[Short problem 1]:
Translate this sentence from the passage on the 1975 Western Kentucky football team into Spanish: "One of the highlights of the season was a victory over NCAA Division I Louisville."
[Short problem 2]:
In the entries below, resize the stretch from the line containing "of the collar" through the end of the entries. Write out every line of that stretch, requests included, and multiply each point coordinate in the answers by 0.7, rounding to whole numbers with halves rounded up.

[Passage]:
########

OVC co-champion Grantland Rice Bowl Champion

Camellia Bowl, L 14–16 vs. Northern Michigan
- Conference: Ohio Valley Conference

Ranking
- AP: No. 3
- Record: 11–2 (6–1 OVC)
- Head coach: Jimmy Feix (8th season);
- Captains: Rick Green; Bob Hobby (alt.);
- Home stadium: L. T. Smith Stadium

= 1975 Western Kentucky Hilltoppers football team =

American college football season

The 1975 Western Kentucky football team represented Western Kentucky University during the 1975 NCAA Division II football season. The team came off an 7–3 record from the prior season and was led by coach Jimmy Feix. They claimed a share of the Ohio Valley Conference championship and returned to the NCAA Division II Football Championship for the second time in three years. One of the highlights of the season was a victory over NCAA Division I Louisville. The Hilltoppers won their first two playoff games, including a win over New Hampshire in the Grantland Rice Bowl, before falling in the championship game to Northern Michigan in the Camellia Bowl. They finished ranked 3rd in both the AP and UPI final polls.

########

[Entries]:
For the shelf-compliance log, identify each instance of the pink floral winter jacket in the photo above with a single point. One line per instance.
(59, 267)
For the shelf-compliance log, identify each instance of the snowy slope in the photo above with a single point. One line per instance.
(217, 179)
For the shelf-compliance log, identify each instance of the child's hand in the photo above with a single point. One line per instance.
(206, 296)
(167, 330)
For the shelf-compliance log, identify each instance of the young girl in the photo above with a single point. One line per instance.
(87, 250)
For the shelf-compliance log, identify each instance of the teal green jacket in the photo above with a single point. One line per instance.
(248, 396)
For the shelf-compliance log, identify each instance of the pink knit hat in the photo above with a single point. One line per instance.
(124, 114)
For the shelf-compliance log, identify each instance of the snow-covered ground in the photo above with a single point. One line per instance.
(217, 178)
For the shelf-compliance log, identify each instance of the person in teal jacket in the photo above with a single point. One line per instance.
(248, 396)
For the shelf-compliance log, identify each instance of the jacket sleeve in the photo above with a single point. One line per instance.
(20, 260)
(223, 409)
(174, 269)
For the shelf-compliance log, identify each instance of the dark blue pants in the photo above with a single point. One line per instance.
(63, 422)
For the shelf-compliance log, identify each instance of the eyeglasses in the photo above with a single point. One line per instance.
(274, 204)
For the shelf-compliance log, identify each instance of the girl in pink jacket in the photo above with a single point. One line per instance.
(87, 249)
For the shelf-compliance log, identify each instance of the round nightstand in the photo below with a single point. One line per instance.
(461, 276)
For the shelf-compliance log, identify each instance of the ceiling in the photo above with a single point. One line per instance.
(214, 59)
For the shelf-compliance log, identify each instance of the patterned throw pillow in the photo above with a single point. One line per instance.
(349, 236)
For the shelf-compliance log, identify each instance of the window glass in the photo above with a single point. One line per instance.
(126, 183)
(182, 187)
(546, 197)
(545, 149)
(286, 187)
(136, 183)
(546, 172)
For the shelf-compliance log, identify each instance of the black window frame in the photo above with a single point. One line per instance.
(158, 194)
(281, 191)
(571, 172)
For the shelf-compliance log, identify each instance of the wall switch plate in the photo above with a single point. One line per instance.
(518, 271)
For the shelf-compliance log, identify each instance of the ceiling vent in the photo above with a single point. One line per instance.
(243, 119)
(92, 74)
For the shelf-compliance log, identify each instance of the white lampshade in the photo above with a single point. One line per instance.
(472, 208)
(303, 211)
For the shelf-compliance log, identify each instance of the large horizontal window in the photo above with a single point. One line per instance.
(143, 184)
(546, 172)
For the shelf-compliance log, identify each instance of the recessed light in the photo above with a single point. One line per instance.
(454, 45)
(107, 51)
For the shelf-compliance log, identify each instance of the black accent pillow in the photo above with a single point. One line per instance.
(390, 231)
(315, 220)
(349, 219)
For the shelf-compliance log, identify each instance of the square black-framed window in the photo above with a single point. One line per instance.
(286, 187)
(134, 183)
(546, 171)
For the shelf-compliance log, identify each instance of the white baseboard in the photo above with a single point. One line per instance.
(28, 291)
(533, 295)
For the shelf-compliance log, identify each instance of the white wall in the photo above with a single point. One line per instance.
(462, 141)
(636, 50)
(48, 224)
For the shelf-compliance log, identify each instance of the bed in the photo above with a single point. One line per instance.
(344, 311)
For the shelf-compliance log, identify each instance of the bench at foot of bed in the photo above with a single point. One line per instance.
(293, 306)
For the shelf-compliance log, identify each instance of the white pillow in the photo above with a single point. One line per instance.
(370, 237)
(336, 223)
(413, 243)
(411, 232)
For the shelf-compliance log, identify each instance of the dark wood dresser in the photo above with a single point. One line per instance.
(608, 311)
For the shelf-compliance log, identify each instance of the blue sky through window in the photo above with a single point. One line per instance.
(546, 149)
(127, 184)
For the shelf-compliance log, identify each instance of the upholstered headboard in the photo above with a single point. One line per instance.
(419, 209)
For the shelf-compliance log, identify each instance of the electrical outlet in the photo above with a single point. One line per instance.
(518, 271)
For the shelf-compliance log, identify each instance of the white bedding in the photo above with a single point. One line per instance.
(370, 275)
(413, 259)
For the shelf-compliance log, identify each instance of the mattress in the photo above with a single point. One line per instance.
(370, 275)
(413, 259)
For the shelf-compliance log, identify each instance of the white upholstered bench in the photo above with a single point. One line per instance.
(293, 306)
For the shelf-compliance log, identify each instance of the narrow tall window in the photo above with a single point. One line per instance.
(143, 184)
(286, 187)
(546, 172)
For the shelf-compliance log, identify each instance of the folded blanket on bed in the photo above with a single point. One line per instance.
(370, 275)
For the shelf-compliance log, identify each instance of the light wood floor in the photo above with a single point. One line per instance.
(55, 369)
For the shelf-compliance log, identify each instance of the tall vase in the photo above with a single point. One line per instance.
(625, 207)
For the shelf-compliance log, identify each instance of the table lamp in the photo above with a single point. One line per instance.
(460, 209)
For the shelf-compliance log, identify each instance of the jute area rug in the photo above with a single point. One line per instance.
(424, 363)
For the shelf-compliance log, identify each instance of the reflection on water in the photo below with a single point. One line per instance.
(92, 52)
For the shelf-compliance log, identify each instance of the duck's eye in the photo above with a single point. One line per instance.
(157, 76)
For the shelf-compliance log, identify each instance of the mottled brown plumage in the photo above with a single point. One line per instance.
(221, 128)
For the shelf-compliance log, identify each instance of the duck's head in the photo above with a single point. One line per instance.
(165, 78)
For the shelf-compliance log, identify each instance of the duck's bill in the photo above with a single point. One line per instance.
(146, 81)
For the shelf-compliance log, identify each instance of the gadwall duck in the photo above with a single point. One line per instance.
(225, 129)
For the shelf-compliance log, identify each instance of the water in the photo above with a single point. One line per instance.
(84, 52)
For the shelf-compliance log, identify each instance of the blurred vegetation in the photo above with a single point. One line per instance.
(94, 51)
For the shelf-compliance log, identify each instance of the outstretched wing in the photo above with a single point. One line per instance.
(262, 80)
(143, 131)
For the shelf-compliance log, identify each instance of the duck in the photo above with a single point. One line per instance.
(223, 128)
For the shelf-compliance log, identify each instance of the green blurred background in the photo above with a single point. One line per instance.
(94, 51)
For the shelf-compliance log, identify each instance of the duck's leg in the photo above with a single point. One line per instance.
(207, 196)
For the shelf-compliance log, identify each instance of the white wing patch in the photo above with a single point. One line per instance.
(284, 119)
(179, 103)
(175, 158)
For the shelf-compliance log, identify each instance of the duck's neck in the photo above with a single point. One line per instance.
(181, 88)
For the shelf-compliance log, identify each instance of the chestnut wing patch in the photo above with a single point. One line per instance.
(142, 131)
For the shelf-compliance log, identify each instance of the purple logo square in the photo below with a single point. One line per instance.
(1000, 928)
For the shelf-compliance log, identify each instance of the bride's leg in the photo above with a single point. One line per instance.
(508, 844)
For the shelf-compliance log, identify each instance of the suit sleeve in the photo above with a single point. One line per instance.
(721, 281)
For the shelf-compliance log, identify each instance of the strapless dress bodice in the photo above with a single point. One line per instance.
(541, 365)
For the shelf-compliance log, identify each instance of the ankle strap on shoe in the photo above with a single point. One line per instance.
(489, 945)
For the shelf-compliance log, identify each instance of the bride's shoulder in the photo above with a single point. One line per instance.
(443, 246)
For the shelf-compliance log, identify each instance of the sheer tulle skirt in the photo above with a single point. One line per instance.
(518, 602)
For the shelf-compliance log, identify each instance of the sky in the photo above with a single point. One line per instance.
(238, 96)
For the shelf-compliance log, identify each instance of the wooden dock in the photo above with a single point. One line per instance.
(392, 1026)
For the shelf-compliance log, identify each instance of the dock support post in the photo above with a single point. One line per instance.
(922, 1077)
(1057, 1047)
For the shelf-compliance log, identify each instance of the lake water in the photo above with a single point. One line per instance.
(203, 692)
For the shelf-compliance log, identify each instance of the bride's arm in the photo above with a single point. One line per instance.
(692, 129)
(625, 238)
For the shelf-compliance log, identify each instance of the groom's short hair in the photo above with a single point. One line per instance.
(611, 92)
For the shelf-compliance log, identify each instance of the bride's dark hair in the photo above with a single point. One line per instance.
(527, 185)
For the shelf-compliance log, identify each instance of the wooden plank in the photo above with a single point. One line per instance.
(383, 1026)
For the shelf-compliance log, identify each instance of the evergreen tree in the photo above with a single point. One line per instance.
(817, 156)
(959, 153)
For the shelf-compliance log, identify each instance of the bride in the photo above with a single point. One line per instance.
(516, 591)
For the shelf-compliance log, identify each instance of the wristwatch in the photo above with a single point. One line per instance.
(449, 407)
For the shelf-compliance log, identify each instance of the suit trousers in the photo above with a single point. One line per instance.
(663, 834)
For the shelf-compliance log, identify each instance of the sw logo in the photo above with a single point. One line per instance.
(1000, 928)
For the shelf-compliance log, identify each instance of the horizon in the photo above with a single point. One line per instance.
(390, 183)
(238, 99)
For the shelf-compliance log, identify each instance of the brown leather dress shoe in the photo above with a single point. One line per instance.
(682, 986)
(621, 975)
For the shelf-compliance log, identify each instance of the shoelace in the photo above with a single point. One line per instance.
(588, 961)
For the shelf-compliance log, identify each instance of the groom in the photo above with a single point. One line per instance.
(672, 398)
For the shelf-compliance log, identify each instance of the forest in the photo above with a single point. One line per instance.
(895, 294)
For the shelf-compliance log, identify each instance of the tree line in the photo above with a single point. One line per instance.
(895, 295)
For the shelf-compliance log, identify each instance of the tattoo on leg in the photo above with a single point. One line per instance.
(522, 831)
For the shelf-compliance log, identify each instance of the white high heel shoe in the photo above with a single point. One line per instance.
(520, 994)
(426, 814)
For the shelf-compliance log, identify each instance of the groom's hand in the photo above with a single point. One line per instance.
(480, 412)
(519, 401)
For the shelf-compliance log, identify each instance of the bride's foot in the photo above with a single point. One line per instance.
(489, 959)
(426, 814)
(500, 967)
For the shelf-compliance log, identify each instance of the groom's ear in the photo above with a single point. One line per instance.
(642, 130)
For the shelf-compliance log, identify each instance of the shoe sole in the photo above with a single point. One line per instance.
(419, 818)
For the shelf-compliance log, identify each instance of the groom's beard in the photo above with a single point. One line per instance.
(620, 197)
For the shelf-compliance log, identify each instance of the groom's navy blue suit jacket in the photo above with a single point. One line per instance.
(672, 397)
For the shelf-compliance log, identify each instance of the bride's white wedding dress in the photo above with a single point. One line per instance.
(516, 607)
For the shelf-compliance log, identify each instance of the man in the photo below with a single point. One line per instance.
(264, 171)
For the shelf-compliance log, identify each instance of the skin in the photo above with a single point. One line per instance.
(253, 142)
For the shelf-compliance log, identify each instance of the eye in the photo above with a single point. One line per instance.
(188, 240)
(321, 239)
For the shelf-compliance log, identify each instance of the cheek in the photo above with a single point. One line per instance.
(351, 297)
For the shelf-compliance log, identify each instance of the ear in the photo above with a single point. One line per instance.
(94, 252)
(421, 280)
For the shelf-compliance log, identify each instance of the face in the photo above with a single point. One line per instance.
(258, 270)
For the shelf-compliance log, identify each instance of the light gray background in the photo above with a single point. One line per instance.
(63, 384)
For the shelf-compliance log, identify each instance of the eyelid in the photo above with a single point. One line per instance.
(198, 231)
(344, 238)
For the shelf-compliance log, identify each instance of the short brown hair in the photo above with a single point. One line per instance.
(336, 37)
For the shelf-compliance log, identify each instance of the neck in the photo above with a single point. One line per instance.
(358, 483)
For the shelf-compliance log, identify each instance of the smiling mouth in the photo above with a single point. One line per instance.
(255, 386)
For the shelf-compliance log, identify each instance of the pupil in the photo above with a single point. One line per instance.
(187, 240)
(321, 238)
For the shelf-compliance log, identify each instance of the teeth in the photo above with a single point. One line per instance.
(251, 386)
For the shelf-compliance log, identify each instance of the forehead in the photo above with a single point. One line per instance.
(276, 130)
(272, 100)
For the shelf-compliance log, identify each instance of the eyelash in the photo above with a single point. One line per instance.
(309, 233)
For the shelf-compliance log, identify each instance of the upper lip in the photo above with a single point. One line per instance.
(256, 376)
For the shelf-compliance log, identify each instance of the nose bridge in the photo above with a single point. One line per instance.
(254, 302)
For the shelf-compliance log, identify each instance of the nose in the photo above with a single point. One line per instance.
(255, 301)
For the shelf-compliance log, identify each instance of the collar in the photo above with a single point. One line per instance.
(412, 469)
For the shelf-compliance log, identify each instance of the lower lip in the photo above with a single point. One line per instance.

########

[Task result 1]:
Uno de los momentos más destacados de la temporada fue una victoria sobre Louisville, de la NCAA Division I.

[Task result 2]:
For the shelf-compliance log, identify each instance of the collar in the photo above with a single point. One line per instance.
(288, 328)
For the shelf-compliance log, identify each instance of the lower lip in the photo above with a single point. One line per instance.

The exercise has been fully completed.